In my line of work, I am in touch with politicians on a daily basis. Behind all the negative headlines about lies, deceit and scandal, the vast majority are normal, hard-working folk who want to make life better for the people they represent.

Politicians do not set out to mislead you; except, that is, when it comes to the NHS. The NHS, as the saying goes, is as close as this country comes to a national religion. In the past, the way that we revere “our NHS” would make you think that we are the only country in the world with a hospital; that in Sweden they have no surgeons, that in New Zealand they have no nurses, that in Belgium they have no beds.

But everything is changing. The moderate politicians I speak to from all parties know this. They know that the NHS, in its current form, is over. They just can’t figure out how to tell you that, and what to build in its place.

Labour’s Wes Streeting is not ducking this issue. This is good news for all of us, because it is generally the case in all countries that difficult public service reform has to be carried out by the party of the centre left in order to ensure it has a softer edge. If Labour wins the next general election, and Streeting changes the weather, we can expect the wind to reach Scotland.

Stored data entries:
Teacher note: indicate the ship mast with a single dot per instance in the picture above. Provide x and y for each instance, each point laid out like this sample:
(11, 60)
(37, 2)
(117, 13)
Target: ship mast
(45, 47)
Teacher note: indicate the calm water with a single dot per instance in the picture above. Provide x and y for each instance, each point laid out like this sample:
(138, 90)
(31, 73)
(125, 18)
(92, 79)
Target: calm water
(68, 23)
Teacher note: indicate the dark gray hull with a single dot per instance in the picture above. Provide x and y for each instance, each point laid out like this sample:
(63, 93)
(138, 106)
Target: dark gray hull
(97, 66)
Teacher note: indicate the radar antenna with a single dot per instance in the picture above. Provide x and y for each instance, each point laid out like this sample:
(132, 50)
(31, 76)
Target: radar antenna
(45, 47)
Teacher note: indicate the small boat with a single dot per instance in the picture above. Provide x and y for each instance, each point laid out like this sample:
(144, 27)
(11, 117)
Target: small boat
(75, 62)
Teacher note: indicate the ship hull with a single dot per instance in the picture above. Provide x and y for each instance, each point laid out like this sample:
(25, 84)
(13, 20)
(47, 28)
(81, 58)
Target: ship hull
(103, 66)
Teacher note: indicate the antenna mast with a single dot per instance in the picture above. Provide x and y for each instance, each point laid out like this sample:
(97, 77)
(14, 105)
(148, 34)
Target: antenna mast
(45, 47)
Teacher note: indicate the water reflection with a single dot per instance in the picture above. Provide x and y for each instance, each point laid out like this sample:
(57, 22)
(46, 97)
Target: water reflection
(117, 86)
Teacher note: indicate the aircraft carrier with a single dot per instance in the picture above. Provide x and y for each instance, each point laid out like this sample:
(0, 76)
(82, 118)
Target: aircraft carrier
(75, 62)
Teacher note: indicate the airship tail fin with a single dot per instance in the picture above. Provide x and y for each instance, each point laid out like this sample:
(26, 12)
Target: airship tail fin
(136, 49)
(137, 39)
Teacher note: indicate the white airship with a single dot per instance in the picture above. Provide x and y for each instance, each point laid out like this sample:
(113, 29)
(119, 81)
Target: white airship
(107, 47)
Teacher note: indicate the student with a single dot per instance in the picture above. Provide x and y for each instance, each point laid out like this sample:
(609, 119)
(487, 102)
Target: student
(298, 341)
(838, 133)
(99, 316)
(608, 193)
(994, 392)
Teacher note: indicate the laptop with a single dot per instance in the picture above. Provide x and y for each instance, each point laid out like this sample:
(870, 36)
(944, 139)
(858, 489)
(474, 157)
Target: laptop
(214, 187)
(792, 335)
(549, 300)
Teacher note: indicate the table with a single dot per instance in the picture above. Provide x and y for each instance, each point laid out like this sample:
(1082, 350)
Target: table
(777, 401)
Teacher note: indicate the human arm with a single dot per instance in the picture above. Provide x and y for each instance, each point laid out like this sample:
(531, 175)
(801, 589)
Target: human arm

▸ Questions to answer:
A. Translate this sentence from the commentary on the NHS into Spanish: "Labour’s Wes Streeting is not ducking this issue."
B. Answer these questions using the commentary on the NHS:
(i) How often is the writer in touch with politicians?
(ii) Which three countries are named as supposedly having no surgeons, no nurses, and no beds?
(iii) Which party does the writer say generally has to carry out difficult public service reform?
C. Reproduce the passage of the commentary on the NHS between "Labour’s Wes Streeting" and "to reach Scotland.", inclusive.

▸ Answers to the exercise:
A. El laborista Wes Streeting no está eludiendo esta cuestión.

B.
(i) On a daily basis.
(ii) Sweden, New Zealand, and Belgium.
(iii) The party of the centre left.

C.
Labour’s Wes Streeting is not ducking this issue. This is good news for all of us, because it is generally the case in all countries that difficult public service reform has to be carried out by the party of the centre left in order to ensure it has a softer edge. If Labour wins the next general election, and Streeting changes the weather, we can expect the wind to reach Scotland.